=== Section Start ===
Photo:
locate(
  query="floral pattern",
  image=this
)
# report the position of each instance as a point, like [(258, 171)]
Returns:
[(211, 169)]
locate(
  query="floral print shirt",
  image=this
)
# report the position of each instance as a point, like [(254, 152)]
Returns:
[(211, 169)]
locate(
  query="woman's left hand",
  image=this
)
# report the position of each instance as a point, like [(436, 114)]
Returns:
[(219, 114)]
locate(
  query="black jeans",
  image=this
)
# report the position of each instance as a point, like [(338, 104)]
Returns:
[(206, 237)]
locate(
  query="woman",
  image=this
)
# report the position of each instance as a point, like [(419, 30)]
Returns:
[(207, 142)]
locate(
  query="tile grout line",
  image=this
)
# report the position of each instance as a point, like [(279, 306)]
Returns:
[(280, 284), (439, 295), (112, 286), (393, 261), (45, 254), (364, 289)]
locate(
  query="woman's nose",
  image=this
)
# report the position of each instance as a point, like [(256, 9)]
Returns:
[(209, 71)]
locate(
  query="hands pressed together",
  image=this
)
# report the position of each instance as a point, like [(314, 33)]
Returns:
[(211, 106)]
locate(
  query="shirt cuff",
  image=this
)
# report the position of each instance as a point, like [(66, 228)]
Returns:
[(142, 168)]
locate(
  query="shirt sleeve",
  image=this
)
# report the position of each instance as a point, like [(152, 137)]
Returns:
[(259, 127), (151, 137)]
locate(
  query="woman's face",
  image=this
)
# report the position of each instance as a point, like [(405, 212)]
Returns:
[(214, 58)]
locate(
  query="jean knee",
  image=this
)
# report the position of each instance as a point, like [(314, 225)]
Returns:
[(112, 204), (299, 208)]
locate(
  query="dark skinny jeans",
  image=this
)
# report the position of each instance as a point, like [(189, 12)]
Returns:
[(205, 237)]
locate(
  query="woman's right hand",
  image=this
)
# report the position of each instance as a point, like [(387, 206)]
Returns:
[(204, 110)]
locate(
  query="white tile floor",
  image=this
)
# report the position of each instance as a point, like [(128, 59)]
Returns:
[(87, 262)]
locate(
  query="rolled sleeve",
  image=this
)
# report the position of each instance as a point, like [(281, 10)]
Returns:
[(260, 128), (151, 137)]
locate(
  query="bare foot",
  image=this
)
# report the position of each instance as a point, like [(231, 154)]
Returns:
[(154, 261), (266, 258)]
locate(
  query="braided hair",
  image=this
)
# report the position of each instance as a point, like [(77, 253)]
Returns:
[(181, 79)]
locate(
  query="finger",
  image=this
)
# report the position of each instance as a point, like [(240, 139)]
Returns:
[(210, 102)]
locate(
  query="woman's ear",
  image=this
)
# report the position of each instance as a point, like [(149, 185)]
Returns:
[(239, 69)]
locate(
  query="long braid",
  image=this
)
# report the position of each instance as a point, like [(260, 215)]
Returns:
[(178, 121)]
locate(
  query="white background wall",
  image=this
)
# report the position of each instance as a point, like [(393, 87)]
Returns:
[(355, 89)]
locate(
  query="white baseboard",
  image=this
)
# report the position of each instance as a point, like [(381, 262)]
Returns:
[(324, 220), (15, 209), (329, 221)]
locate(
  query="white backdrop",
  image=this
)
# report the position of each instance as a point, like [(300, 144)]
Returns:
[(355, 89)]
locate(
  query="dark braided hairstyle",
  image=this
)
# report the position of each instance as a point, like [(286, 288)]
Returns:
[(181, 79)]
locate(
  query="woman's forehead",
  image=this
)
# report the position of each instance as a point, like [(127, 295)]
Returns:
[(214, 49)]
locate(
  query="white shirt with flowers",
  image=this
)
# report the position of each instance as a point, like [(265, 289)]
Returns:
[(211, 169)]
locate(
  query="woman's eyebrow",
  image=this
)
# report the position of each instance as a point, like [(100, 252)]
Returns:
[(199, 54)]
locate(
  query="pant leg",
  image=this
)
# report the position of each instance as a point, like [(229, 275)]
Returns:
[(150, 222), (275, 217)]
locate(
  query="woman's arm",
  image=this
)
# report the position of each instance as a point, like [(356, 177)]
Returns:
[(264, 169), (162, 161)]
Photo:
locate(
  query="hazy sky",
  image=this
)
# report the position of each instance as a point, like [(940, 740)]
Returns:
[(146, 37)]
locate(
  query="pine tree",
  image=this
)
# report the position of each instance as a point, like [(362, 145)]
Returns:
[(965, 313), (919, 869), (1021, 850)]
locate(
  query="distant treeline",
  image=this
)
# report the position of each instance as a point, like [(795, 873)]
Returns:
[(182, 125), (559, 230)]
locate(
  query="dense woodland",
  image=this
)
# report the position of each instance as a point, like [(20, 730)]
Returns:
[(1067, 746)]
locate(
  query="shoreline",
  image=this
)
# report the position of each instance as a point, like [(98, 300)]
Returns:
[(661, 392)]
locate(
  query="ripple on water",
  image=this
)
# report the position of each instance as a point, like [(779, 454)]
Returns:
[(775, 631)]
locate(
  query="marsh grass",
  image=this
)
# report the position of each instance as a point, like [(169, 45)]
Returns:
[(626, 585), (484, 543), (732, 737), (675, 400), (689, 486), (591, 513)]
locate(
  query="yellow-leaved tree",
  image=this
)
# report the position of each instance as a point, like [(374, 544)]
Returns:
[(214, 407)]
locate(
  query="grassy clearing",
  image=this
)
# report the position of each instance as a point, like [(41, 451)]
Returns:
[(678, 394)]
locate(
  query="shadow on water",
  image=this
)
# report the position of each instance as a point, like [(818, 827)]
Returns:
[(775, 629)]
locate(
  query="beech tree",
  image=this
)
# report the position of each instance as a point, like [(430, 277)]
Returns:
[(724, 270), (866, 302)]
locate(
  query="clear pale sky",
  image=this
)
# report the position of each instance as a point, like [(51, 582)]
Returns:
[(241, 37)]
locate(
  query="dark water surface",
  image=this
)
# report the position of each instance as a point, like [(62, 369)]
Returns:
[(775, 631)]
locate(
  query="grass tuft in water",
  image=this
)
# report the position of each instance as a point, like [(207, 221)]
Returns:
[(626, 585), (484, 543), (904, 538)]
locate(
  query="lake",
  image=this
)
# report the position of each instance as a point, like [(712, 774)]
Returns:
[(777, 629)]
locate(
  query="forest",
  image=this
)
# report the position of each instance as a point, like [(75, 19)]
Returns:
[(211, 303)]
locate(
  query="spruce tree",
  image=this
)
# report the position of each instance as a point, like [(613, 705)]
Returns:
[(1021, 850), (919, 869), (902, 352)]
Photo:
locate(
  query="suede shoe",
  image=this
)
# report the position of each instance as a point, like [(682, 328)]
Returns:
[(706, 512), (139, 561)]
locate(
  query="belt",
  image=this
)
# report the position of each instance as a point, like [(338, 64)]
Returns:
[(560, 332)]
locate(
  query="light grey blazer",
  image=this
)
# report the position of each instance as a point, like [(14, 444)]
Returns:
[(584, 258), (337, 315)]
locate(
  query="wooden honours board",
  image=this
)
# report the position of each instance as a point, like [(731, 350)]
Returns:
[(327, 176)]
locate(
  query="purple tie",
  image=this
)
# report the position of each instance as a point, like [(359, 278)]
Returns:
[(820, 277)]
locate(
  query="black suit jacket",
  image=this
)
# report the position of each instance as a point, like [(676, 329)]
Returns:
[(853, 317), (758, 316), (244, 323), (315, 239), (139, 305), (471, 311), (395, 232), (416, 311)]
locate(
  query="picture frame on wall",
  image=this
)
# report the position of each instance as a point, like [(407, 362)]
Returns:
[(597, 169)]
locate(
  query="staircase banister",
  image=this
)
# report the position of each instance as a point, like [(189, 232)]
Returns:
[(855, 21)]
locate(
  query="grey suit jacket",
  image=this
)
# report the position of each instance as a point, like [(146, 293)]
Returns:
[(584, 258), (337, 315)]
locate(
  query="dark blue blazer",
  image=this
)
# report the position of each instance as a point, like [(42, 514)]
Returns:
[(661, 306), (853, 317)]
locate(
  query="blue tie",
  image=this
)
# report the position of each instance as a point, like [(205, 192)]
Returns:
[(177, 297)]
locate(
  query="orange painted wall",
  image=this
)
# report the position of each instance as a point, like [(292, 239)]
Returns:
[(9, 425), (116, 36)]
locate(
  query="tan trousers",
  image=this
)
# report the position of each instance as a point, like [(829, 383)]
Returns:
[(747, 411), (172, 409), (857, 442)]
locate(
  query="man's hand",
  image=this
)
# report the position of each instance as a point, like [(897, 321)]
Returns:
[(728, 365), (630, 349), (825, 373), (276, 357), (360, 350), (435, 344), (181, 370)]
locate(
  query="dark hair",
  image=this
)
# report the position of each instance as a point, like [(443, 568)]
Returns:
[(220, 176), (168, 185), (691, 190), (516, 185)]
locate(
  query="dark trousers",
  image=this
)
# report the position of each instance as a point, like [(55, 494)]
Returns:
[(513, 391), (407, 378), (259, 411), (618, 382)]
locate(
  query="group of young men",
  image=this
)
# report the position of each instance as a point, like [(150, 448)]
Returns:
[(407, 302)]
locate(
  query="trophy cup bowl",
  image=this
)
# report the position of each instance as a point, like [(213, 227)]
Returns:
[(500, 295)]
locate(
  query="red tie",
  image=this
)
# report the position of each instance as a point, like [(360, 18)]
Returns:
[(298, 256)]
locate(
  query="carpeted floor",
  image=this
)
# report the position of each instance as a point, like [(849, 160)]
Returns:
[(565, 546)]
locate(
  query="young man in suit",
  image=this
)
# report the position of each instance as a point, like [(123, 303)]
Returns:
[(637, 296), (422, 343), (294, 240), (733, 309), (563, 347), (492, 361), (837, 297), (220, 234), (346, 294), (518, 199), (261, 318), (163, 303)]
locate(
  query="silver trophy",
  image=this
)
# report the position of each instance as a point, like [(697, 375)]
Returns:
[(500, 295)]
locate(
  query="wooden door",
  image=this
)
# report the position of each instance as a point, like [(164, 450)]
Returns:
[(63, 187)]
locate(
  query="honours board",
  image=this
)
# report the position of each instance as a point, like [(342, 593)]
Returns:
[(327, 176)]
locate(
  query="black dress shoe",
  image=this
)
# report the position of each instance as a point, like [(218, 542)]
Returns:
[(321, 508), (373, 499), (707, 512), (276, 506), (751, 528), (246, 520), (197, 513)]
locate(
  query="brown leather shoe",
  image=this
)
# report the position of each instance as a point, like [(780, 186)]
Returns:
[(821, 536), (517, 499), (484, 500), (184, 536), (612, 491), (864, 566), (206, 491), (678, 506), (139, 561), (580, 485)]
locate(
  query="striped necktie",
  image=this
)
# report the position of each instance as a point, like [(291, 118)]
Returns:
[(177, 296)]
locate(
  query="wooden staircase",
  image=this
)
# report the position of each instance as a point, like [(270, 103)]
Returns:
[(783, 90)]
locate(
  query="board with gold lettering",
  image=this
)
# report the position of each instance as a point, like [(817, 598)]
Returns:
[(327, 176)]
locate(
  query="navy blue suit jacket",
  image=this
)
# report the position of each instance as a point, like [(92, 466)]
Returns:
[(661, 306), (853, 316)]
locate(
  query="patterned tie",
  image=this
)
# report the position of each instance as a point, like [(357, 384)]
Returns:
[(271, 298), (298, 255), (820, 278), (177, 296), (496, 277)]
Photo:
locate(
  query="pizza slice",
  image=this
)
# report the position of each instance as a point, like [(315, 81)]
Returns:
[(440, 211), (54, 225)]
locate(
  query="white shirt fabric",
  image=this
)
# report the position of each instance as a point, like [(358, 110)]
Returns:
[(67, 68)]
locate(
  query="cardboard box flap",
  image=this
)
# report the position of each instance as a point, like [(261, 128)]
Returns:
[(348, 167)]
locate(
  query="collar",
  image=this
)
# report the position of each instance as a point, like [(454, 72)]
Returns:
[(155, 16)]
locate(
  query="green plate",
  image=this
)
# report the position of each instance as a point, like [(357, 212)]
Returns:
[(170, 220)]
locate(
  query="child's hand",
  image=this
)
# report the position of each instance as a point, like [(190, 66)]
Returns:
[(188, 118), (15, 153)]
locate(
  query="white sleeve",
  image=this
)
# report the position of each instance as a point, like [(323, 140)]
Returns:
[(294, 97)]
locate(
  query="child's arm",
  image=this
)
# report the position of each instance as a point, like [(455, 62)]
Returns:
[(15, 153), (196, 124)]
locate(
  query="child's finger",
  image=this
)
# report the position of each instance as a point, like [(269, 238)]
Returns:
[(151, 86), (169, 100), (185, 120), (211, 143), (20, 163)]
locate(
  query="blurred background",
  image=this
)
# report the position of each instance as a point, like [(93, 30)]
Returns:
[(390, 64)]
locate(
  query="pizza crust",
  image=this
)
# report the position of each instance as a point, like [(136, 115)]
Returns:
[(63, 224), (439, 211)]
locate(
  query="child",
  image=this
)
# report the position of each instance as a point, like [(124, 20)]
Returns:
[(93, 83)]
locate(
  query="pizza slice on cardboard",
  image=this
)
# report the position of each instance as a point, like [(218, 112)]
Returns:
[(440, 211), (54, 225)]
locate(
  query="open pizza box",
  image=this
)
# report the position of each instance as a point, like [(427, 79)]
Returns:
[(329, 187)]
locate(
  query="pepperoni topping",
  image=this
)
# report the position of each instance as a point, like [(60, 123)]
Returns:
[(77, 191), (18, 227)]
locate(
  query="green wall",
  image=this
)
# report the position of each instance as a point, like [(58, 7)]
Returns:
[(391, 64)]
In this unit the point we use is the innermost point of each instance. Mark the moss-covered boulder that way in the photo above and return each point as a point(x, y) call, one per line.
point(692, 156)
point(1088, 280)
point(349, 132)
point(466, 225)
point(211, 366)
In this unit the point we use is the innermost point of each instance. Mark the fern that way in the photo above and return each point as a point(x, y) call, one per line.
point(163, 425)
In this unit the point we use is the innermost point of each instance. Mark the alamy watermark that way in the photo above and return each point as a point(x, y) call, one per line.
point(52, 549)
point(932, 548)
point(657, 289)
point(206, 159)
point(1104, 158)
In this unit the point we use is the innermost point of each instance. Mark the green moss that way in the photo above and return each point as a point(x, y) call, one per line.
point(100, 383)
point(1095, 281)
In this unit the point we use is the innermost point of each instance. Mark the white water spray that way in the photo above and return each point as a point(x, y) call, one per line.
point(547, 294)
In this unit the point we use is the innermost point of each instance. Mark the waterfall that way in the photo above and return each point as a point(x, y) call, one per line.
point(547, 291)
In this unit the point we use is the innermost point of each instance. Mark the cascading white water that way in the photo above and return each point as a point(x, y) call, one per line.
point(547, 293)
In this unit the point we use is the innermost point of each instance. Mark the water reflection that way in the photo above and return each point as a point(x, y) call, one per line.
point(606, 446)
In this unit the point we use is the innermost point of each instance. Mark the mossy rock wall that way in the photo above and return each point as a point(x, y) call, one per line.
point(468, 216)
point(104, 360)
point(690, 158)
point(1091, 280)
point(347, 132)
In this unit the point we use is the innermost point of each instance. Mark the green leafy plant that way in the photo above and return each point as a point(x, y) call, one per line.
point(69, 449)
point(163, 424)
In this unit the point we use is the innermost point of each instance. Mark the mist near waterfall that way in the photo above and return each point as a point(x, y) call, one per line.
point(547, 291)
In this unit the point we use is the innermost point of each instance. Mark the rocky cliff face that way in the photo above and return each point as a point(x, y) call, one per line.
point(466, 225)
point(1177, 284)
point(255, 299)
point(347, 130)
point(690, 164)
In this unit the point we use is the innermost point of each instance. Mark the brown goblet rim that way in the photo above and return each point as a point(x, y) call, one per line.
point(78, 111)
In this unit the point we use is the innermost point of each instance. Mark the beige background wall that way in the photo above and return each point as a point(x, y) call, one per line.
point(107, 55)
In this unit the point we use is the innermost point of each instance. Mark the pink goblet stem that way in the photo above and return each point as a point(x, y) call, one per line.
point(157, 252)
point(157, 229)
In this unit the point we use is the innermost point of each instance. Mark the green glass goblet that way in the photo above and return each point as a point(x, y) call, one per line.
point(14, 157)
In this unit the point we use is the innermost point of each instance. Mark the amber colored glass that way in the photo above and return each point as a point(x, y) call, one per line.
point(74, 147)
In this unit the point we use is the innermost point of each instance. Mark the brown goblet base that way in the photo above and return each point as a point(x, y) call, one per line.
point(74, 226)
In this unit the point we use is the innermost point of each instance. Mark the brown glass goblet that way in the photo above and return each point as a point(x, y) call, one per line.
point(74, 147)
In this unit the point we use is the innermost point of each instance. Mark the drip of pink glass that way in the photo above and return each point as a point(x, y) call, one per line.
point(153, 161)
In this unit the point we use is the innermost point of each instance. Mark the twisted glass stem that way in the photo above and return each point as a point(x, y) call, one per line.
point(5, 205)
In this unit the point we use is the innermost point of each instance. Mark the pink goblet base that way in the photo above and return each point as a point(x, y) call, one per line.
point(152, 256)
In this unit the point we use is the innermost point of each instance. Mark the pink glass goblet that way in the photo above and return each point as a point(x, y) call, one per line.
=== Section End ===
#### Task item:
Every line of the listing that holds the word "trophy" is to be found and copied.

#### Solution for this task:
  query="trophy cup bowl",
  query="silver trophy",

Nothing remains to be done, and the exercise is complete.